:: Exercise goal ::
Find every line in the rows below that contains the word "green", and copy each one out. Match case exactly.

## Begin

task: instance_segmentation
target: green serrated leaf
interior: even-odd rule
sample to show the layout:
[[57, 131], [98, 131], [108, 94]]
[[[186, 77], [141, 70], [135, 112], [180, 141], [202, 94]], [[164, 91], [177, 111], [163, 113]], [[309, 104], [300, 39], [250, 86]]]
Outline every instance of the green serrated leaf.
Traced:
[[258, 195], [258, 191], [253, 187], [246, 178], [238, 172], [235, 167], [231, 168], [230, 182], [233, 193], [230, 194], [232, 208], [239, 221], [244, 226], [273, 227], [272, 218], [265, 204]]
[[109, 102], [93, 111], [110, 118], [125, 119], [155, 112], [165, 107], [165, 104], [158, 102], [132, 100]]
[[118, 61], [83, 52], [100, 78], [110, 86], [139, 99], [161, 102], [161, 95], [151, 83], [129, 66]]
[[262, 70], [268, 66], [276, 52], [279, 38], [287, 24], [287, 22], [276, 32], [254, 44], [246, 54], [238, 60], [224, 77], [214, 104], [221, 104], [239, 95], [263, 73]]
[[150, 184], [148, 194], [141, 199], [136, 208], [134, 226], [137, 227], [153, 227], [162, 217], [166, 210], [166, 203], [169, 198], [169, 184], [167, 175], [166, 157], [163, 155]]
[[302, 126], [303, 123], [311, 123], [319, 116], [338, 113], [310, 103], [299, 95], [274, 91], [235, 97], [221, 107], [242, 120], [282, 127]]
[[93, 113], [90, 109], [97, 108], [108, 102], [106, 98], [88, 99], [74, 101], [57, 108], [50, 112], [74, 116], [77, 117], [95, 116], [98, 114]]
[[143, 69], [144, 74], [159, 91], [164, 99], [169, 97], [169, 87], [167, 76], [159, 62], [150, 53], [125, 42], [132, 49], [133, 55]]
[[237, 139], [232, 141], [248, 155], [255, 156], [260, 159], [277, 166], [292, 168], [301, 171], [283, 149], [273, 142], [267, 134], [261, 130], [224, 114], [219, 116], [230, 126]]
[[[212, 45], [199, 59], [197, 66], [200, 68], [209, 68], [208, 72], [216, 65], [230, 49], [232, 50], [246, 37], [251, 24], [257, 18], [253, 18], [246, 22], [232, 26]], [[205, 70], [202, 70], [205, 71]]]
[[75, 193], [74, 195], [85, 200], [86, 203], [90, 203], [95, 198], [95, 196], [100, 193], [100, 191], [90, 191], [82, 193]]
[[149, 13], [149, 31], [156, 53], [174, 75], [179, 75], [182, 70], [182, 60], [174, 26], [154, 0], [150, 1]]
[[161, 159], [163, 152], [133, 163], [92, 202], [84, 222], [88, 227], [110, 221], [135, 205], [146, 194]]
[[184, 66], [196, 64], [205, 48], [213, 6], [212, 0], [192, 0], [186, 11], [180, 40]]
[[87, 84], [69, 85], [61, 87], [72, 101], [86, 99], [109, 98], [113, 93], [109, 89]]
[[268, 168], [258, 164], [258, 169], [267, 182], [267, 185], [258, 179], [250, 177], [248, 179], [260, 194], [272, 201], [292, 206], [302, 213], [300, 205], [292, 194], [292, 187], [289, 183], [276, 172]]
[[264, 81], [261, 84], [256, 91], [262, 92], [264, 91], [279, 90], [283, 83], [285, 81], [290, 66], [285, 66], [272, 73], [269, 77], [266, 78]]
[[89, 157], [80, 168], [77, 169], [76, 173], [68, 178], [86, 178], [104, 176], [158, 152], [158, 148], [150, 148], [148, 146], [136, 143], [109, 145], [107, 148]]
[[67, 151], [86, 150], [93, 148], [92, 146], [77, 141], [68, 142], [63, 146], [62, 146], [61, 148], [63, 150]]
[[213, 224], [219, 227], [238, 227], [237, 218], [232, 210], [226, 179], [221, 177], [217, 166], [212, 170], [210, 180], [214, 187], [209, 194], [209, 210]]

## End

:: Task response ::
target: green serrated leaf
Outline every instance of the green serrated leaf.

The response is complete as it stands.